Records from a collection:
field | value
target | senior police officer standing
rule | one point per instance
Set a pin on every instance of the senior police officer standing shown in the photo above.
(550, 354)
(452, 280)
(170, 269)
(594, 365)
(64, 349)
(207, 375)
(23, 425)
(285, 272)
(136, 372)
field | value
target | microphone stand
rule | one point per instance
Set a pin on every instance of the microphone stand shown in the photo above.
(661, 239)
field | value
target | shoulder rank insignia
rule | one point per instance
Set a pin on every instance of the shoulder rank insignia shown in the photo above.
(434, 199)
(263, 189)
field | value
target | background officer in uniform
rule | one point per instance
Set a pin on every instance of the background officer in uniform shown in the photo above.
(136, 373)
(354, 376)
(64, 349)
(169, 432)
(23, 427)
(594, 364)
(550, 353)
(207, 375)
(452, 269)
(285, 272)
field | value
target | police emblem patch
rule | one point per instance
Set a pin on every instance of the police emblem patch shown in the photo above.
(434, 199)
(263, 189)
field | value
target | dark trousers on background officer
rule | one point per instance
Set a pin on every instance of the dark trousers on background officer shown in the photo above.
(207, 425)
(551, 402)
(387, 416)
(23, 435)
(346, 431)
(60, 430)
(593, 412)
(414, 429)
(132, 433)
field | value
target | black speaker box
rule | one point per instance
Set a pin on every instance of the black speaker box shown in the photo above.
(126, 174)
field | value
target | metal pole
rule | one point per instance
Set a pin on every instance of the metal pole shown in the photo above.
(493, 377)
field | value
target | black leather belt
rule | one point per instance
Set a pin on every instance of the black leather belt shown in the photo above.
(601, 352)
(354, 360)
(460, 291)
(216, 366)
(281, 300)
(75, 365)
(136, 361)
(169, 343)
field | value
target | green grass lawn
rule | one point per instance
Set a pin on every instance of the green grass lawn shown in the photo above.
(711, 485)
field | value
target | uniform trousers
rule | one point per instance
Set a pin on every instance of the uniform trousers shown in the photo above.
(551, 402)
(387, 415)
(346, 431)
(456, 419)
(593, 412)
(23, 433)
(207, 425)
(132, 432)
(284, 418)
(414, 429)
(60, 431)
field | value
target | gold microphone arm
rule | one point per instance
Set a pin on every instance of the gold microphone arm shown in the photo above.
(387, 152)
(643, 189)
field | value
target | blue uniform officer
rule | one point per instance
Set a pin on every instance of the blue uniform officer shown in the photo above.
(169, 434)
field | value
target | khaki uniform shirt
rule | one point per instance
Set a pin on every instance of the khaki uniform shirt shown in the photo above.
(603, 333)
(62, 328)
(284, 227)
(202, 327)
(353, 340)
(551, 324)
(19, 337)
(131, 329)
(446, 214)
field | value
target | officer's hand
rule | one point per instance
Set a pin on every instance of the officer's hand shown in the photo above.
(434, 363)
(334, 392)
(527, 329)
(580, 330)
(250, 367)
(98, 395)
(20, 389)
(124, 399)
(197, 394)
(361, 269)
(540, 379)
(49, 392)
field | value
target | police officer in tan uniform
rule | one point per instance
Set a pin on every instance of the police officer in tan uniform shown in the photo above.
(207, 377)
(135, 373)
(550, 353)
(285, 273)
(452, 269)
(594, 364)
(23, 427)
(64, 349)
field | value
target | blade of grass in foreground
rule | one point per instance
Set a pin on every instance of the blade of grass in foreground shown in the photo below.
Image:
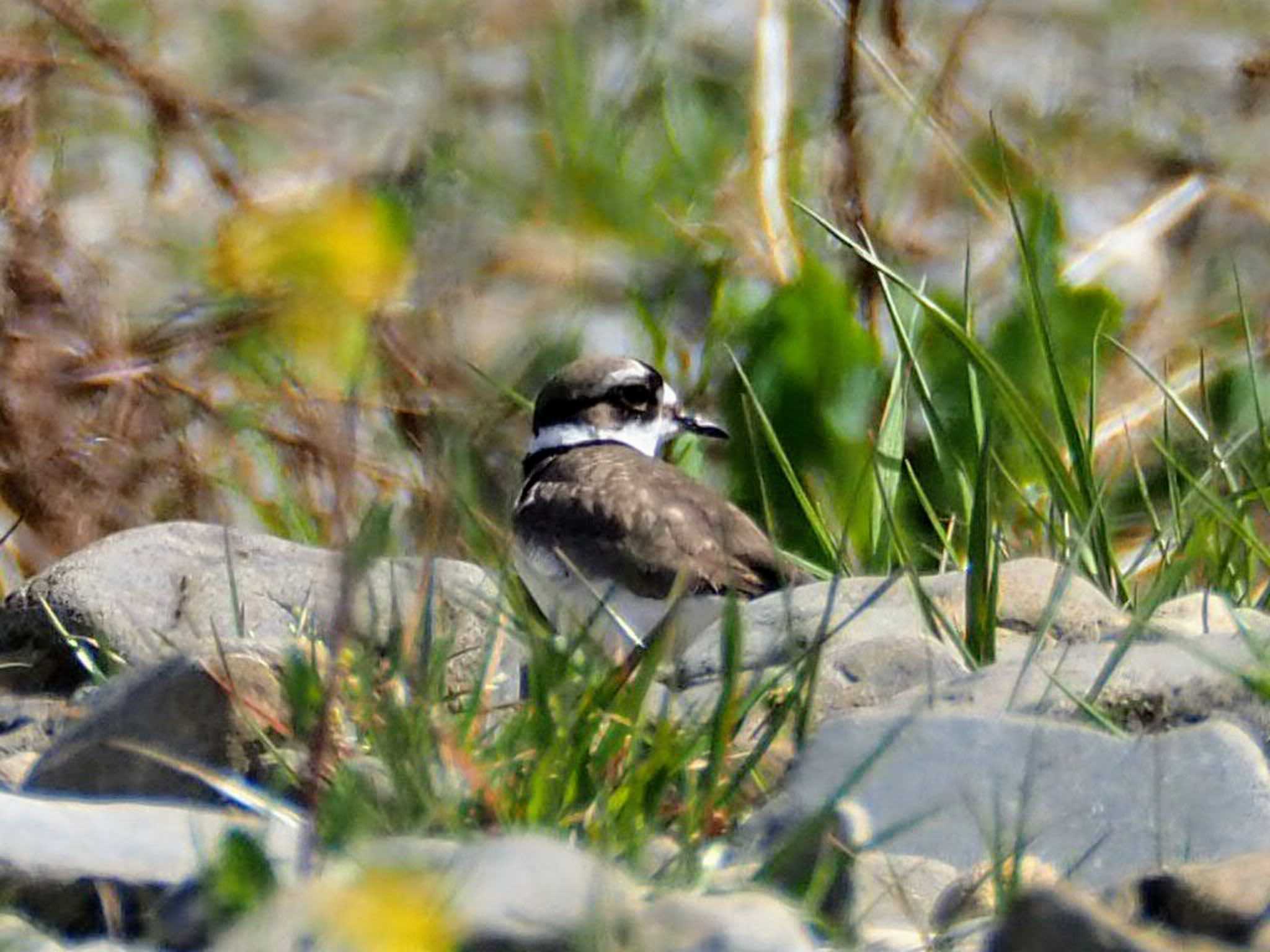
(982, 579)
(1037, 436)
(814, 518)
(1062, 402)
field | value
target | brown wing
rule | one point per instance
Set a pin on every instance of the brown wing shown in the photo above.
(642, 522)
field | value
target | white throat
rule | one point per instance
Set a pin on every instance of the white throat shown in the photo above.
(644, 436)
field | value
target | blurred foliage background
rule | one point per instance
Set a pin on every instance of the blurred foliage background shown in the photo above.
(270, 263)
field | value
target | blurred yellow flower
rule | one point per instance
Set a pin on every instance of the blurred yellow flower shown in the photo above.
(388, 910)
(326, 268)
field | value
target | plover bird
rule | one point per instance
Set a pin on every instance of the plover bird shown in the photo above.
(610, 536)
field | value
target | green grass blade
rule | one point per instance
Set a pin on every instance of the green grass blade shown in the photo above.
(814, 518)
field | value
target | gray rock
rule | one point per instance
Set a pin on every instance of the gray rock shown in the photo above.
(16, 767)
(175, 708)
(1059, 919)
(19, 936)
(29, 723)
(959, 787)
(1156, 684)
(1194, 615)
(1226, 901)
(154, 592)
(520, 891)
(895, 891)
(61, 839)
(738, 922)
(877, 641)
(535, 891)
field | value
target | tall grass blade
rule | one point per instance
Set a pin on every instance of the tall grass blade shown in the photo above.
(814, 518)
(981, 583)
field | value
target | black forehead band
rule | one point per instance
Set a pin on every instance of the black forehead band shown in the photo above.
(563, 410)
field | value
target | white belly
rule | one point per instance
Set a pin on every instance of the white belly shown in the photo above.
(615, 617)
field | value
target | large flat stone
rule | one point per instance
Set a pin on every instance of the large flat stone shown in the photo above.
(162, 591)
(961, 787)
(60, 839)
(1156, 684)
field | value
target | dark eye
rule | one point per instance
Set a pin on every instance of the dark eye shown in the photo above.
(636, 394)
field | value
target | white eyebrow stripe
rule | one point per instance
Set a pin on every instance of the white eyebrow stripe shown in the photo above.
(630, 372)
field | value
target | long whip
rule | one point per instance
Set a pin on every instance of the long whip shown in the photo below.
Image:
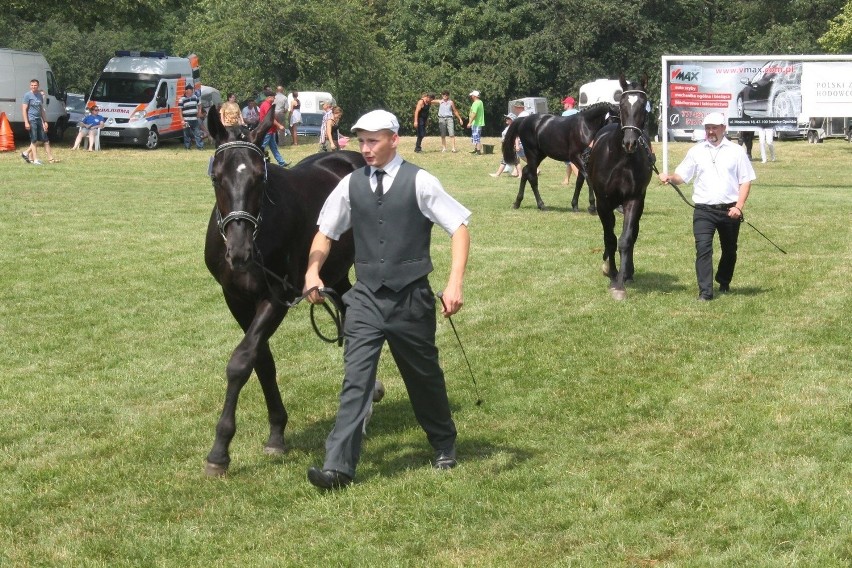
(469, 368)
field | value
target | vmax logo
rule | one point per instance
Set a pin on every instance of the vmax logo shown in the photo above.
(686, 74)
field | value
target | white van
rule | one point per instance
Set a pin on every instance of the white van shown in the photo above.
(138, 94)
(17, 69)
(601, 90)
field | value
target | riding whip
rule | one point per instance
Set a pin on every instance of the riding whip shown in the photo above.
(742, 217)
(469, 368)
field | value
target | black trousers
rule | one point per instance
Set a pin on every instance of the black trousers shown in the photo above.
(421, 134)
(706, 221)
(406, 321)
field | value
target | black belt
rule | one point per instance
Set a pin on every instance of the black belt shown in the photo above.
(716, 206)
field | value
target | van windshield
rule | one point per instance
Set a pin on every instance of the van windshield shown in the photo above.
(124, 88)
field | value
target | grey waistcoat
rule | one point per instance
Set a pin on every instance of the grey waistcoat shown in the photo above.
(392, 236)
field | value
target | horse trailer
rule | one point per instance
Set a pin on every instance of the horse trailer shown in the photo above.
(820, 128)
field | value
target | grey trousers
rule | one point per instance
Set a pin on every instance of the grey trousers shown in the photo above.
(406, 320)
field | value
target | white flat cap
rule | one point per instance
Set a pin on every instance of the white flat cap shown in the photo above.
(377, 120)
(715, 118)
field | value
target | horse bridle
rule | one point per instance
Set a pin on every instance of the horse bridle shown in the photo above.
(222, 222)
(636, 128)
(328, 293)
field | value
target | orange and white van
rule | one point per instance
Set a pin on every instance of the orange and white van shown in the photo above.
(138, 94)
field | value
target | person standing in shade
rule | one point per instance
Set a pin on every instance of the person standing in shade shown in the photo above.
(188, 104)
(723, 176)
(269, 139)
(475, 121)
(446, 125)
(35, 121)
(391, 206)
(421, 118)
(568, 109)
(767, 141)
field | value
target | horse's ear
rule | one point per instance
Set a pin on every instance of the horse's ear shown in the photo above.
(256, 136)
(214, 124)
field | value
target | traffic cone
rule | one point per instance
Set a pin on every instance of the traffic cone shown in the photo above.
(7, 139)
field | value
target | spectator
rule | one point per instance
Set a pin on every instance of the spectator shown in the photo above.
(723, 176)
(251, 114)
(232, 98)
(295, 117)
(421, 118)
(475, 121)
(89, 126)
(325, 126)
(189, 104)
(568, 109)
(270, 136)
(446, 111)
(35, 120)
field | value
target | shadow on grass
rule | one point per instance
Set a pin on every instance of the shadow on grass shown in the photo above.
(388, 449)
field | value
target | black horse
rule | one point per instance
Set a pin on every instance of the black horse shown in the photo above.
(258, 239)
(619, 170)
(559, 137)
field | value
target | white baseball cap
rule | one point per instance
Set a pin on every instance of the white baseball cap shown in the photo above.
(715, 118)
(377, 120)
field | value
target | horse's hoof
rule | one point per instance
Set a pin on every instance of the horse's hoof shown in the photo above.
(378, 391)
(215, 469)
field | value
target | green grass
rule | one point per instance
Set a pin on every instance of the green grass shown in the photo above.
(658, 431)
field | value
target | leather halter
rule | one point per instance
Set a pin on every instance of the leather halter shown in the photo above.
(222, 222)
(631, 127)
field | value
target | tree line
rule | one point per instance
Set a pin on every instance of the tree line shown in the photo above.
(385, 53)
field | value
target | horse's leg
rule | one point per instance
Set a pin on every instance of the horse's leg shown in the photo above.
(608, 267)
(520, 197)
(259, 326)
(266, 374)
(592, 208)
(533, 175)
(629, 234)
(575, 201)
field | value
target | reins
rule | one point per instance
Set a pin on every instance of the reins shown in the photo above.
(336, 313)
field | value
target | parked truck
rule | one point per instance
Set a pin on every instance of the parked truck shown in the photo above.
(17, 69)
(138, 94)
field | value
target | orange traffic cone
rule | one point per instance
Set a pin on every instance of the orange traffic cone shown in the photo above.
(7, 139)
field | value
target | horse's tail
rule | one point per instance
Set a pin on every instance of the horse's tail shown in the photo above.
(509, 155)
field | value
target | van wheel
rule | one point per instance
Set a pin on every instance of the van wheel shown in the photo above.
(57, 133)
(153, 139)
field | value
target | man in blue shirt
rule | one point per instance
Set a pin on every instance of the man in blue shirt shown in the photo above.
(35, 121)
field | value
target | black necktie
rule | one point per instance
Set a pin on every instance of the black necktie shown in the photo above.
(380, 191)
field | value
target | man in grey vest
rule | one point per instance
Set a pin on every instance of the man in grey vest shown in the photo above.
(391, 206)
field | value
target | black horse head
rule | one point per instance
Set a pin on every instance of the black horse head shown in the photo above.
(633, 112)
(239, 175)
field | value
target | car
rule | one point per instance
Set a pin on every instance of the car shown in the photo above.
(75, 107)
(774, 91)
(311, 124)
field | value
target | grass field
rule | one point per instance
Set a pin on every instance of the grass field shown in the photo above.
(658, 431)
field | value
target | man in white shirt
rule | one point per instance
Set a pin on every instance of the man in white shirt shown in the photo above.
(723, 176)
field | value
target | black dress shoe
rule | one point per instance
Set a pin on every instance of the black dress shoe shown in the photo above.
(328, 478)
(445, 459)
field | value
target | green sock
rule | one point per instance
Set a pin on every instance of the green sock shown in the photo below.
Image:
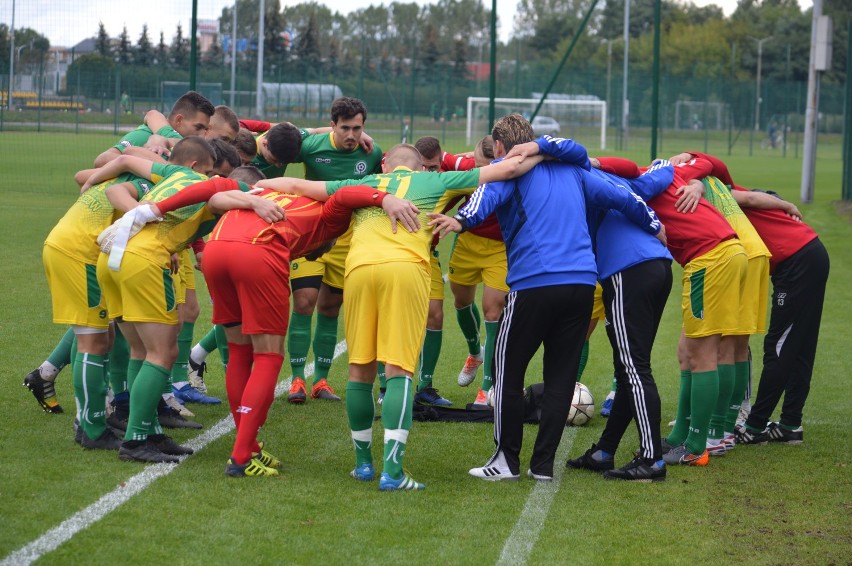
(298, 342)
(469, 319)
(325, 339)
(90, 391)
(181, 366)
(144, 397)
(208, 341)
(584, 359)
(723, 401)
(491, 328)
(705, 391)
(119, 357)
(737, 394)
(380, 372)
(396, 418)
(222, 344)
(429, 357)
(360, 410)
(61, 354)
(681, 428)
(133, 367)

THE REQUEST:
Count how many lines of the records contain the string "green". Give only that number.

ANSWER TO THE EXERCISE:
8